#### Aim
Omit all pictures, then retype the data exactly as given.

#### Extracted information
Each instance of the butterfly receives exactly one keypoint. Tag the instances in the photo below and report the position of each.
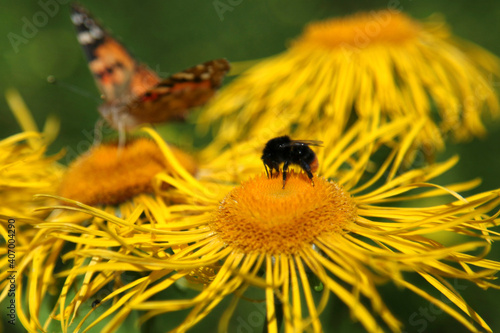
(134, 94)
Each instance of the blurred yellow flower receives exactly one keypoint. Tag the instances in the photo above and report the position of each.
(352, 231)
(382, 64)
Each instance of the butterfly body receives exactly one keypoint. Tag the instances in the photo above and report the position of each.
(134, 94)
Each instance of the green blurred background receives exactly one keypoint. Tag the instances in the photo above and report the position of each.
(172, 35)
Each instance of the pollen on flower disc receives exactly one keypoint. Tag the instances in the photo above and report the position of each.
(109, 175)
(261, 216)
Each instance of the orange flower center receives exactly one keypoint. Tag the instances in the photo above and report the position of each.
(360, 30)
(261, 216)
(110, 175)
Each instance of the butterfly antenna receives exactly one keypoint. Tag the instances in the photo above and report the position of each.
(77, 90)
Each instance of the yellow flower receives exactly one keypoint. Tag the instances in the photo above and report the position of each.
(25, 170)
(352, 230)
(383, 65)
(121, 180)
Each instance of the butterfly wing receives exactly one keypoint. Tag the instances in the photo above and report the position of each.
(117, 74)
(174, 96)
(133, 94)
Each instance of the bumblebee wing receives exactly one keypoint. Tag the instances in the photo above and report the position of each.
(303, 142)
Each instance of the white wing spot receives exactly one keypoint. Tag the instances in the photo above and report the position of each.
(77, 18)
(85, 38)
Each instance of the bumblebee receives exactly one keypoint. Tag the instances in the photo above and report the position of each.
(287, 151)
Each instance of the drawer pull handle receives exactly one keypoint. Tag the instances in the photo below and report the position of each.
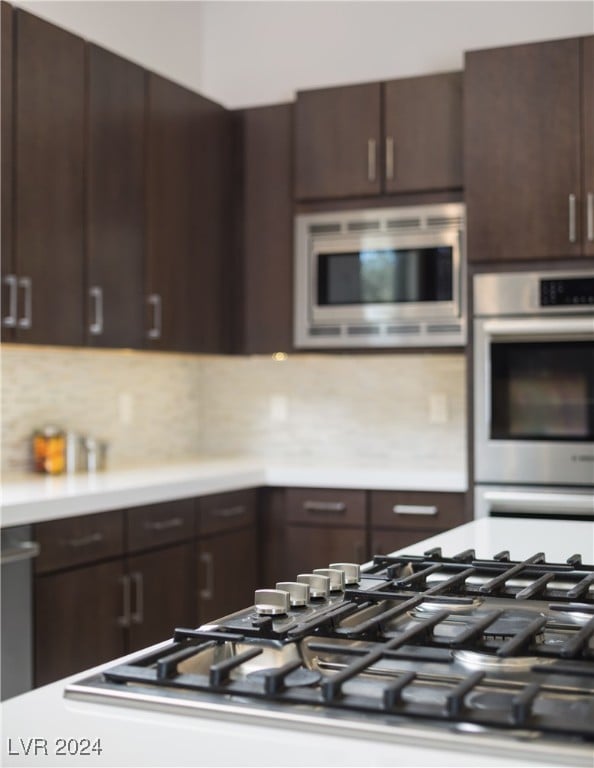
(325, 507)
(164, 525)
(228, 511)
(207, 592)
(10, 320)
(371, 160)
(389, 158)
(137, 616)
(413, 509)
(124, 619)
(27, 550)
(572, 219)
(85, 541)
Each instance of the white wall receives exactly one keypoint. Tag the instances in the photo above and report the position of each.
(251, 52)
(161, 36)
(262, 52)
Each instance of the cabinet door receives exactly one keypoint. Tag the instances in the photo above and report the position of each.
(115, 208)
(9, 285)
(78, 620)
(423, 133)
(337, 142)
(309, 548)
(227, 573)
(161, 588)
(49, 186)
(588, 134)
(522, 151)
(185, 199)
(264, 317)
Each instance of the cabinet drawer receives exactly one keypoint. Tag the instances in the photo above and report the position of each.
(77, 540)
(226, 511)
(157, 524)
(407, 509)
(324, 506)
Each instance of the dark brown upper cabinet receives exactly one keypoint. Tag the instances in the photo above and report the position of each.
(423, 133)
(186, 195)
(527, 172)
(263, 297)
(337, 140)
(48, 241)
(9, 278)
(115, 201)
(588, 138)
(379, 138)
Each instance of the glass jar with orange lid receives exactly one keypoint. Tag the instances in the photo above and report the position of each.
(49, 450)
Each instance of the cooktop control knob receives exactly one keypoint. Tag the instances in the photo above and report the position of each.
(319, 585)
(298, 592)
(271, 602)
(336, 578)
(352, 572)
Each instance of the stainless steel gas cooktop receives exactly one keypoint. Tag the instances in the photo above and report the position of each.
(493, 649)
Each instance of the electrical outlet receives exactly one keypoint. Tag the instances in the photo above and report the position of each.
(125, 408)
(438, 408)
(279, 409)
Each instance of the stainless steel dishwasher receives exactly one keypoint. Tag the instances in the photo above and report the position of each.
(16, 560)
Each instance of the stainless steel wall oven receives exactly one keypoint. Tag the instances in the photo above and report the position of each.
(534, 385)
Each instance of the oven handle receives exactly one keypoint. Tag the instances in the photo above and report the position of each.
(544, 503)
(549, 326)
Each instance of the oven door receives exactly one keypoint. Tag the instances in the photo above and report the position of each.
(534, 400)
(543, 502)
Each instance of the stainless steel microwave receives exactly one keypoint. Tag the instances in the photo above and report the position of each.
(381, 277)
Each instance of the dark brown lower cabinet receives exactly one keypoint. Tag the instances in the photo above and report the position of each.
(307, 528)
(77, 615)
(227, 553)
(110, 583)
(401, 518)
(95, 613)
(163, 590)
(227, 573)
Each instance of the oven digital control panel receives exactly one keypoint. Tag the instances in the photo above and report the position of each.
(573, 291)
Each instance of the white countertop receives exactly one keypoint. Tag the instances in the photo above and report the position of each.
(35, 498)
(136, 737)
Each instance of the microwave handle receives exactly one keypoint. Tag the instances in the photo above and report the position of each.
(549, 326)
(541, 503)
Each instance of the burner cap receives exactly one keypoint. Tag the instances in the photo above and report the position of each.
(298, 677)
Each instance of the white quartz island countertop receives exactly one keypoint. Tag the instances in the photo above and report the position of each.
(33, 724)
(35, 498)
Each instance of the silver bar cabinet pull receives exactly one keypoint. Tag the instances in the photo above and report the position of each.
(389, 158)
(371, 160)
(85, 541)
(155, 301)
(572, 227)
(26, 550)
(324, 507)
(164, 525)
(414, 509)
(124, 619)
(96, 294)
(207, 592)
(9, 320)
(137, 616)
(27, 286)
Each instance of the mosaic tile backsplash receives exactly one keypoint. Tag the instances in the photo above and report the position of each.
(369, 410)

#### Exercise response
Each instance of the butterfly receives exactly one keypoint. Tag the instances in the photo below and report the position of each.
(134, 94)
Each instance of the blurred yellow flower receives exactly one keypoint. Tag the instances in the photo above and report the position of each.
(352, 231)
(382, 64)
Each instance of the butterfly body receives exactly one keypoint. Tag the instances in the photo above and report the position of each.
(134, 94)
Each instance of the green blurred background receives exactly one keypoint. Tag the instances in the photo above and report the position of each.
(172, 35)
Each instance of the pollen on flower disc receives exactly one keypoint. Tag the instances in the photo above and report the position of each.
(109, 175)
(261, 216)
Each instance of the orange flower center receives exactly one keypoint. Tag the instances in the photo above and report the position of each.
(360, 30)
(261, 216)
(110, 175)
Each instance of the butterfly antenna receives exactly one keypoint. Tag the instances in the photo above and report the position of each.
(77, 90)
Each instance of the yellow flower receives exactly one keypoint. Tag the instances in the photo above and report the position of each.
(25, 170)
(352, 230)
(383, 65)
(121, 180)
Each instance of the butterfly wing receives exactly one keypoint. Tag the instances in the photo above and report the position of each.
(117, 74)
(174, 96)
(133, 94)
Each instance of the bumblebee wing receives exactly one keypoint. Tag the instances in the photo above and report the position of each.
(303, 142)
Each instance of the white wing spot receives exactly one keypoint. Tag the instances in the photo above and report the position of each.
(77, 18)
(85, 38)
Each instance of the bumblebee receives exactly one keypoint. Tag the instances in the photo above and report the position of each.
(287, 151)
Each instance of the drawer pull handle receives exactly one keypoint. Tag the instances in the photo below and report the position of each.
(325, 507)
(164, 525)
(228, 511)
(207, 592)
(10, 320)
(371, 160)
(389, 158)
(137, 616)
(413, 509)
(124, 619)
(27, 550)
(572, 219)
(85, 541)
Each instance of the white wall receives exactly one keypoint. Tag the instances in the photo above and report the position of each.
(251, 52)
(161, 36)
(262, 52)
Each instance of the cabinet door receives exactly one keypoint. Tag the instances in the photo above and report the position of each.
(115, 208)
(9, 285)
(78, 620)
(423, 133)
(337, 142)
(309, 548)
(227, 573)
(161, 588)
(49, 186)
(588, 134)
(522, 151)
(185, 199)
(264, 317)
Each instance of the cabinet drawer receives exactly one keypoint. Tag the instances in the photo above and report the position of each.
(77, 540)
(226, 511)
(157, 524)
(407, 509)
(324, 506)
Each instance of the dark brown upper cabinet receives exactly one keypoint. Tag the instances in the photo above and report the position of each.
(423, 133)
(186, 195)
(527, 172)
(263, 297)
(337, 140)
(48, 241)
(9, 278)
(115, 201)
(588, 138)
(379, 138)
Each instance of the glass jar with orange lid receives exactly one keypoint. Tag the instances in the photo above and report the position of each.
(49, 450)
Each instance of the cooktop control knob receives exactly one keypoint. Tag the instances in the photo above and report the position of each.
(319, 585)
(298, 592)
(271, 602)
(336, 578)
(352, 572)
Each instance of the stainless steel gas cooktop receives exactly one keypoint. Tag the instances in the photo above and report the position of each.
(493, 649)
Each instance of the electrical outlet receives exactly one keypoint. Tag the instances in the photo above and report the position of each.
(125, 408)
(438, 408)
(279, 409)
Each instance of the stainless steel dishwasher receives exactly one keypoint. Tag the instances in the photo above and report the position of each.
(16, 560)
Each instance of the stainless steel wall oven receives exactly one keypoint. Tag the instances in the photo above and report the position of each.
(534, 385)
Each instance of the oven handle receives exactly one keypoint. Tag the instances in the photo above and report the position of each.
(544, 503)
(549, 326)
Each instance of the oven door receives exactly one keypoint. Tag the instances in the photo above and report the position of each.
(534, 400)
(543, 502)
Each instance of the stainless steel microwave receives exactly one keypoint. Tag the instances in the photo above and report the position of each.
(381, 277)
Each instance of the dark brown lower cabinet receives exactly one keypoint. Tag the instances in the photo above and report the position of each.
(307, 528)
(77, 615)
(227, 553)
(110, 583)
(401, 518)
(95, 613)
(163, 590)
(227, 573)
Each instance of the oven digital control panel receives exactly one keypoint. Tag the instances in the photo above and report the position of each.
(573, 291)
Each instance of the white countertop receives exactly one keypoint. Tag the instances in the photo above and report the position of each.
(35, 498)
(136, 737)
Each instance of the microwave handle receives exactly one keypoint. Tag the instances in the photo above and report the position of each.
(549, 326)
(541, 503)
Each instance of the burner cap receives exactly one keypoint. Tag the instances in the photo above and report the position of each.
(298, 677)
Each instance of the white quartz island countertop receives exactly one keypoint. Tag the instances in the photo above and report the position of each.
(33, 724)
(35, 498)
Each instance of the silver bar cabinet pull receives exactly one keypoint. Tag the instances in the photo above and report the position of each.
(389, 158)
(371, 160)
(85, 541)
(155, 301)
(572, 227)
(26, 550)
(324, 507)
(164, 525)
(414, 509)
(124, 619)
(96, 294)
(207, 592)
(9, 320)
(137, 616)
(27, 286)
Each instance of the mosaic tile backsplash receives exactly one keypoint. Tag the instances in the photo above and report the position of each.
(369, 410)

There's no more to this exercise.